WHAT THE EXERCISE ASKS:
Rewrite the lines starting at the line containing "point: window pane" and ending at the last line, swapping "tree trunk" for "tree stem" and changing nothing else.

INPUT DATA:
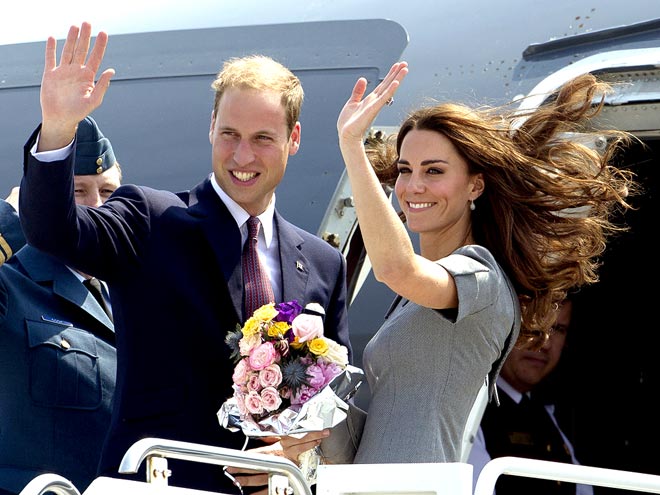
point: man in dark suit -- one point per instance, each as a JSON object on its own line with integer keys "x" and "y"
{"x": 173, "y": 261}
{"x": 58, "y": 364}
{"x": 524, "y": 424}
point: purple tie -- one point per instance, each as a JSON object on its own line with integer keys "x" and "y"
{"x": 258, "y": 290}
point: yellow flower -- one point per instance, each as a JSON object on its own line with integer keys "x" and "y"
{"x": 266, "y": 312}
{"x": 251, "y": 327}
{"x": 296, "y": 344}
{"x": 318, "y": 346}
{"x": 278, "y": 329}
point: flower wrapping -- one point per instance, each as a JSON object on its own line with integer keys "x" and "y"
{"x": 288, "y": 378}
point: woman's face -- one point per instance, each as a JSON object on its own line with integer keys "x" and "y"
{"x": 434, "y": 187}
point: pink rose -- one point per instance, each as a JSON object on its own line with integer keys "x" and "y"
{"x": 253, "y": 382}
{"x": 330, "y": 370}
{"x": 307, "y": 327}
{"x": 270, "y": 399}
{"x": 249, "y": 342}
{"x": 263, "y": 355}
{"x": 240, "y": 402}
{"x": 315, "y": 377}
{"x": 270, "y": 376}
{"x": 303, "y": 395}
{"x": 240, "y": 373}
{"x": 253, "y": 403}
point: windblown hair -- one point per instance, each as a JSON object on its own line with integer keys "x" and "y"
{"x": 261, "y": 73}
{"x": 549, "y": 200}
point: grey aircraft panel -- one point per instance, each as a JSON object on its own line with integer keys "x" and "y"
{"x": 158, "y": 107}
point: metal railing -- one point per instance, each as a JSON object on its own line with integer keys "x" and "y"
{"x": 572, "y": 473}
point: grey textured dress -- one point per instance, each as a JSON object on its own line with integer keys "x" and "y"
{"x": 425, "y": 367}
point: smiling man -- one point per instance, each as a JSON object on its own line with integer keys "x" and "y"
{"x": 173, "y": 261}
{"x": 524, "y": 425}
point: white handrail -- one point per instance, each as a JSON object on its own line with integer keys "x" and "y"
{"x": 573, "y": 473}
{"x": 158, "y": 447}
{"x": 49, "y": 483}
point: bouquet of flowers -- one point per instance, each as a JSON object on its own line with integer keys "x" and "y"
{"x": 288, "y": 379}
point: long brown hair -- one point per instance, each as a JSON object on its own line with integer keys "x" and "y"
{"x": 550, "y": 197}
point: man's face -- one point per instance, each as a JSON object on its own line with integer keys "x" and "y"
{"x": 94, "y": 190}
{"x": 251, "y": 146}
{"x": 525, "y": 369}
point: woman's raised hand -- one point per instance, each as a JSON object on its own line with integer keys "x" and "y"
{"x": 358, "y": 114}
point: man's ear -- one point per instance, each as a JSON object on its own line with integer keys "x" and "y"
{"x": 294, "y": 140}
{"x": 211, "y": 127}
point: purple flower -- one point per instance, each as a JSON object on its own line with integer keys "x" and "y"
{"x": 287, "y": 311}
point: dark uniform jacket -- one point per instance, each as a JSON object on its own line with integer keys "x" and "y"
{"x": 172, "y": 262}
{"x": 524, "y": 430}
{"x": 57, "y": 373}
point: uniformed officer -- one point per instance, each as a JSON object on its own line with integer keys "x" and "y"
{"x": 58, "y": 364}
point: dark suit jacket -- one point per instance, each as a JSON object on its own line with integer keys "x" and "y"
{"x": 172, "y": 262}
{"x": 57, "y": 373}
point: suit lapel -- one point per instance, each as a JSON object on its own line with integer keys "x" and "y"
{"x": 43, "y": 268}
{"x": 223, "y": 235}
{"x": 295, "y": 266}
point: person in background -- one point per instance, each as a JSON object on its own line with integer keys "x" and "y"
{"x": 58, "y": 365}
{"x": 486, "y": 190}
{"x": 173, "y": 261}
{"x": 524, "y": 425}
{"x": 11, "y": 234}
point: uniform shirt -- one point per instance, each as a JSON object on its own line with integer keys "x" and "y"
{"x": 479, "y": 455}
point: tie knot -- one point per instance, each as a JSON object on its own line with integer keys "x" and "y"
{"x": 253, "y": 227}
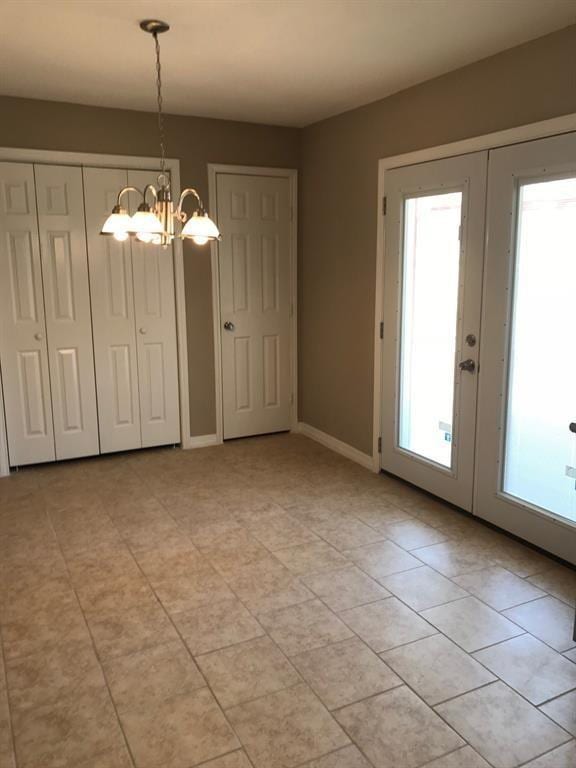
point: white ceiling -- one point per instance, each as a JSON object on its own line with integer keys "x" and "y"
{"x": 286, "y": 62}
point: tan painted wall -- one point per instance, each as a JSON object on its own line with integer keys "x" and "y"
{"x": 196, "y": 142}
{"x": 532, "y": 82}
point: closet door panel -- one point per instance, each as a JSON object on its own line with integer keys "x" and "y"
{"x": 155, "y": 314}
{"x": 60, "y": 202}
{"x": 113, "y": 322}
{"x": 23, "y": 354}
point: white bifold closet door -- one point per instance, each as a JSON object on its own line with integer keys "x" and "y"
{"x": 60, "y": 205}
{"x": 155, "y": 318}
{"x": 23, "y": 350}
{"x": 134, "y": 327}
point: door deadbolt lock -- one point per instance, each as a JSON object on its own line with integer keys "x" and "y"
{"x": 467, "y": 365}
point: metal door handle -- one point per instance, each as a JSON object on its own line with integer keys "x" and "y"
{"x": 467, "y": 365}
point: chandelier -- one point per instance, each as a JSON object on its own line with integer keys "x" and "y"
{"x": 155, "y": 220}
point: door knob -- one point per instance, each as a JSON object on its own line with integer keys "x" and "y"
{"x": 467, "y": 365}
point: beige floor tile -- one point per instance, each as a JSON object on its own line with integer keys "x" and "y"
{"x": 115, "y": 593}
{"x": 530, "y": 667}
{"x": 471, "y": 624}
{"x": 345, "y": 672}
{"x": 53, "y": 674}
{"x": 304, "y": 627}
{"x": 287, "y": 728}
{"x": 266, "y": 585}
{"x": 498, "y": 587}
{"x": 453, "y": 558}
{"x": 65, "y": 732}
{"x": 87, "y": 567}
{"x": 112, "y": 758}
{"x": 178, "y": 732}
{"x": 215, "y": 626}
{"x": 549, "y": 619}
{"x": 397, "y": 730}
{"x": 203, "y": 587}
{"x": 561, "y": 757}
{"x": 281, "y": 531}
{"x": 233, "y": 760}
{"x": 121, "y": 632}
{"x": 563, "y": 711}
{"x": 518, "y": 558}
{"x": 143, "y": 678}
{"x": 7, "y": 756}
{"x": 345, "y": 588}
{"x": 247, "y": 671}
{"x": 437, "y": 669}
{"x": 349, "y": 757}
{"x": 44, "y": 629}
{"x": 386, "y": 624}
{"x": 502, "y": 726}
{"x": 465, "y": 757}
{"x": 382, "y": 559}
{"x": 347, "y": 534}
{"x": 311, "y": 558}
{"x": 423, "y": 588}
{"x": 411, "y": 534}
{"x": 557, "y": 581}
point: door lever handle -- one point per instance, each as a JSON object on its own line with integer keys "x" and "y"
{"x": 467, "y": 365}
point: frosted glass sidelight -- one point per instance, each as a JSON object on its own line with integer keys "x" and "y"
{"x": 540, "y": 450}
{"x": 430, "y": 280}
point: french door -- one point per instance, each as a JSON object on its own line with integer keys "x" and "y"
{"x": 479, "y": 373}
{"x": 432, "y": 303}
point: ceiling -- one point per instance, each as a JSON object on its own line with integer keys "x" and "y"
{"x": 284, "y": 62}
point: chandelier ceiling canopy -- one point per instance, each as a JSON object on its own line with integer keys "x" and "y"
{"x": 156, "y": 218}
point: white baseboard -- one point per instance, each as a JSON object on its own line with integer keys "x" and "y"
{"x": 201, "y": 441}
{"x": 338, "y": 446}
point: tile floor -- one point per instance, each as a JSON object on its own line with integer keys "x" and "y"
{"x": 269, "y": 604}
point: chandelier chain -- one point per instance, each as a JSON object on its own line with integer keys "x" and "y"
{"x": 161, "y": 131}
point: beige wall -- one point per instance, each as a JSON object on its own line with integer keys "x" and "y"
{"x": 338, "y": 194}
{"x": 196, "y": 142}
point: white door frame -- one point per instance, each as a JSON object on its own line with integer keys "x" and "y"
{"x": 248, "y": 170}
{"x": 540, "y": 130}
{"x": 126, "y": 162}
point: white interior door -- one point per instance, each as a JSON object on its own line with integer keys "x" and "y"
{"x": 526, "y": 470}
{"x": 113, "y": 322}
{"x": 432, "y": 299}
{"x": 155, "y": 317}
{"x": 60, "y": 201}
{"x": 23, "y": 351}
{"x": 255, "y": 274}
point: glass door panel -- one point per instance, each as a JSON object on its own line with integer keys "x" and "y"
{"x": 539, "y": 461}
{"x": 430, "y": 280}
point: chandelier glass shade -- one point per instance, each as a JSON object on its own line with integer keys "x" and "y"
{"x": 160, "y": 222}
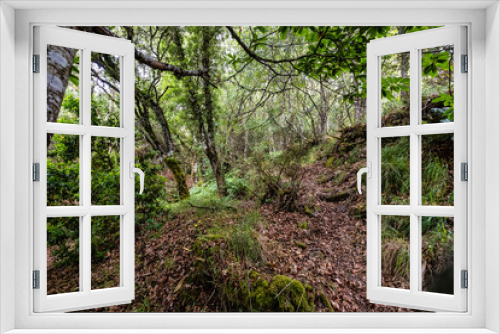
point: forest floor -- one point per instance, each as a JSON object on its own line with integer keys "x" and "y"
{"x": 185, "y": 267}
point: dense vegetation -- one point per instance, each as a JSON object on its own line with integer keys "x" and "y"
{"x": 250, "y": 138}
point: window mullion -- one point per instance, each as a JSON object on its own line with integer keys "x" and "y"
{"x": 85, "y": 164}
{"x": 414, "y": 170}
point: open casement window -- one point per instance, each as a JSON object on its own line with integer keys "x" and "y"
{"x": 416, "y": 208}
{"x": 84, "y": 165}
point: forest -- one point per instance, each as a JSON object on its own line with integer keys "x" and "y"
{"x": 250, "y": 139}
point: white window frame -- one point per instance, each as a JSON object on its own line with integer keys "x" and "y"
{"x": 85, "y": 297}
{"x": 15, "y": 261}
{"x": 414, "y": 43}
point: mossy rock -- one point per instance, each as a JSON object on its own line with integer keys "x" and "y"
{"x": 301, "y": 245}
{"x": 281, "y": 294}
{"x": 324, "y": 300}
{"x": 308, "y": 211}
{"x": 338, "y": 197}
{"x": 291, "y": 295}
{"x": 304, "y": 225}
{"x": 359, "y": 211}
{"x": 324, "y": 178}
{"x": 329, "y": 162}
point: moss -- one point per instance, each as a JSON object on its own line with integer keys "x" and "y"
{"x": 308, "y": 211}
{"x": 291, "y": 295}
{"x": 300, "y": 244}
{"x": 340, "y": 196}
{"x": 324, "y": 178}
{"x": 303, "y": 225}
{"x": 179, "y": 176}
{"x": 329, "y": 162}
{"x": 359, "y": 211}
{"x": 324, "y": 300}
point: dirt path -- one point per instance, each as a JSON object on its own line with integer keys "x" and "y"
{"x": 331, "y": 252}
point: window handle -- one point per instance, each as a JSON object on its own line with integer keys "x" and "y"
{"x": 368, "y": 171}
{"x": 133, "y": 171}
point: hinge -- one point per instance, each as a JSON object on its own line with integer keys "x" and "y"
{"x": 36, "y": 279}
{"x": 464, "y": 171}
{"x": 36, "y": 172}
{"x": 36, "y": 63}
{"x": 465, "y": 64}
{"x": 464, "y": 279}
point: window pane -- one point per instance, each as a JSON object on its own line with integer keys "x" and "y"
{"x": 395, "y": 246}
{"x": 437, "y": 84}
{"x": 437, "y": 169}
{"x": 395, "y": 89}
{"x": 63, "y": 93}
{"x": 105, "y": 171}
{"x": 105, "y": 252}
{"x": 105, "y": 89}
{"x": 437, "y": 254}
{"x": 395, "y": 171}
{"x": 63, "y": 170}
{"x": 63, "y": 255}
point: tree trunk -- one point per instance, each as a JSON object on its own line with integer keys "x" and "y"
{"x": 179, "y": 176}
{"x": 209, "y": 135}
{"x": 405, "y": 68}
{"x": 323, "y": 112}
{"x": 59, "y": 63}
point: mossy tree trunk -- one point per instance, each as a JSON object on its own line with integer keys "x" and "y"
{"x": 179, "y": 176}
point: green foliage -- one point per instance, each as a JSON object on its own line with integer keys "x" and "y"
{"x": 395, "y": 170}
{"x": 241, "y": 237}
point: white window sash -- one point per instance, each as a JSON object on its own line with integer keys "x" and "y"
{"x": 413, "y": 43}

FULL SOLUTION:
point: window pane -- one point per instance, each as a JSON object on its own line with integer keys "x" and "y"
{"x": 395, "y": 246}
{"x": 437, "y": 84}
{"x": 437, "y": 169}
{"x": 395, "y": 89}
{"x": 63, "y": 93}
{"x": 105, "y": 171}
{"x": 105, "y": 252}
{"x": 105, "y": 89}
{"x": 437, "y": 254}
{"x": 395, "y": 171}
{"x": 63, "y": 170}
{"x": 63, "y": 255}
point: tree stem -- one point per instance, each as a JSON object on its own line with integer keys "x" and "y"
{"x": 179, "y": 176}
{"x": 209, "y": 135}
{"x": 405, "y": 68}
{"x": 323, "y": 112}
{"x": 59, "y": 63}
point: mossy tree stem -- one point per instance, each as a JSON object on its own line with integer keys "x" and "y"
{"x": 179, "y": 176}
point: green foliage -- one point per instance, each as a JSON object on its own line with integer keys "x" and "y"
{"x": 395, "y": 170}
{"x": 241, "y": 237}
point: white window sash -- one point per instance, each as a JSON object on its own line with integer keys "x" and "y"
{"x": 413, "y": 43}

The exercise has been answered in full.